── Фрагмент документа ──

В 1950 году, когда Советский Союз находился в острой конфронтации с Западом и в полной изоляции в ООН из-за поддержки агрессии Северной Кореи и Китая против Южной Кореи, а критика ООН в СССР приобрела неслыханные масштабы, пришел срок переизбрания Генерального секретаря ООН Трюгве Ли, что стало поводом для беспрецедентных персональных нападок на Генсека ООН в советской печати. Стихотворение Владимира Дыховичного и Мориса Слободского «Несколько вопросов к Трюгве Ли» — хороший пример вербальной карикатуры, комизм которой основан на использовании имени собственного (Ли) в качестве вопросительной частицы (ли):

Твердят, что мистер Трюгве Ли
Достоин уваженья.
Достоин ли?
Частица «ли»
Здесь к месту, без сомненья.

───
── Предоставленные записи ──

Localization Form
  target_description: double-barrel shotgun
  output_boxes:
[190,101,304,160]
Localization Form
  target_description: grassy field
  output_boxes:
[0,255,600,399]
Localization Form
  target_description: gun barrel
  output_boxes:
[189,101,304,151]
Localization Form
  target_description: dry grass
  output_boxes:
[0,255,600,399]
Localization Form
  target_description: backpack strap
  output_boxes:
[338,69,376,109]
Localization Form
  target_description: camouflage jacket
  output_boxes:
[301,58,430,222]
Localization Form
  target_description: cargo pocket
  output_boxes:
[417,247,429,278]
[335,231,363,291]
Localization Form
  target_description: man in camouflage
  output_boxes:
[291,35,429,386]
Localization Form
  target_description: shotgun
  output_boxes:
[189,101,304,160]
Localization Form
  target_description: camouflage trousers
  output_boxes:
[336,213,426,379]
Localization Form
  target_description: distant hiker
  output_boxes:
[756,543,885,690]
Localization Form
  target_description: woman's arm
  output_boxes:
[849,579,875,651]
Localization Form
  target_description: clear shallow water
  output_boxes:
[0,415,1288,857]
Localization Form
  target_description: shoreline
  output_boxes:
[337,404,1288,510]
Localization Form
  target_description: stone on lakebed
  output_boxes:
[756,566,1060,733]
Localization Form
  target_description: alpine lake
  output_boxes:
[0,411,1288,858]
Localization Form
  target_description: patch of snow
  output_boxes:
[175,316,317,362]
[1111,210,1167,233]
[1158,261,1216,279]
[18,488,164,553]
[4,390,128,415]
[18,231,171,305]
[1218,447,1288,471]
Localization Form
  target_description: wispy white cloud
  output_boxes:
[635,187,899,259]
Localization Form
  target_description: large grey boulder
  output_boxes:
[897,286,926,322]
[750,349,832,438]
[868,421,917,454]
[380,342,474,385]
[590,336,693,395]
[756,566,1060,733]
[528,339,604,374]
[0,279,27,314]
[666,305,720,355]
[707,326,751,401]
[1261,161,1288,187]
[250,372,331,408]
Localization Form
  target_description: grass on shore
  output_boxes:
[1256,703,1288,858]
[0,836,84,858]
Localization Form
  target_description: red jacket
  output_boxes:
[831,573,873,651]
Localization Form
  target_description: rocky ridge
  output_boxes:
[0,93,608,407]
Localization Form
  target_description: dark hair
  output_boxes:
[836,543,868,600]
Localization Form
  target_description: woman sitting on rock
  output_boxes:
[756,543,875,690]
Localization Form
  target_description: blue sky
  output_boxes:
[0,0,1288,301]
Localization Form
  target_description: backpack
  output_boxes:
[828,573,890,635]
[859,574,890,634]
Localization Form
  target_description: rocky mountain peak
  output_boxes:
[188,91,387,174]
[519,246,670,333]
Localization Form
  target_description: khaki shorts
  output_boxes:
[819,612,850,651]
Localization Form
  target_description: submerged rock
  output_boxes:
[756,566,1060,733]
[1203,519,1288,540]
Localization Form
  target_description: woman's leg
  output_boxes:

───

Задания:
a) Перепишите фрагмент о переизбрании Трюгве Ли от «В 1950 году, когда» до «Достоин уваженья.», поставив «советской прессе» вместо «советской печати».
b) Назовите всех людей, упомянутых по имени во фрагменте о переизбрании Трюгве Ли.
c) Приведите продолжение фрагмента о переизбрании Трюгве Ли, начиная сразу после последних показанных строк.
Записи получены из другого источника.

Ответы к заданиям:
a)
В 1950 году, когда Советский Союз находился в острой конфронтации с Западом и в полной изоляции в ООН из-за поддержки агрессии Северной Кореи и Китая против Южной Кореи, а критика ООН в СССР приобрела неслыханные масштабы, пришел срок переизбрания Генерального секретаря ООН Трюгве Ли, что стало поводом для беспрецедентных персональных нападок на Генсека ООН в советской прессе. Стихотворение Владимира Дыховичного и Мориса Слободского «Несколько вопросов к Трюгве Ли» — хороший пример вербальной карикатуры, комизм которой основан на использовании имени собственного (Ли) в качестве вопросительной частицы (ли):

Твердят, что мистер Трюгве Ли
Достоин уваженья.

b) Трюгве Ли, Владимир Дыховичный, Морис Слободский

c)
Твердят, что безупречен Ли,
Что он добряк милейший
И нужно, чтобы провели
Его на срок дальнейший,
И что послужит с жаром Ли.
Но даром ли?
Твердят, что миротворец Ли!
Но вот, знакомясь с пактами,
На пакт военный набрели.
Как быть с такими фактами?
Конечно, всем известен Ли.
Но честен ли?
Твердит везде и всюду Ли:
— Мы делу мира служим!.. —
А янки грузят корабли
Войсками и оружьем.
При этом служит мирный Ли
Не ширмой ли?
Но как бы те, кому в ООН
Давно лакеем служит он,
Елей ему ни лили,
Простые люди всей земли
Не скажут: «Неподкупен Ли!»,
А спросят: «Не подкуплен ли?»
И: «Кто лакей? Не Ли ли?..»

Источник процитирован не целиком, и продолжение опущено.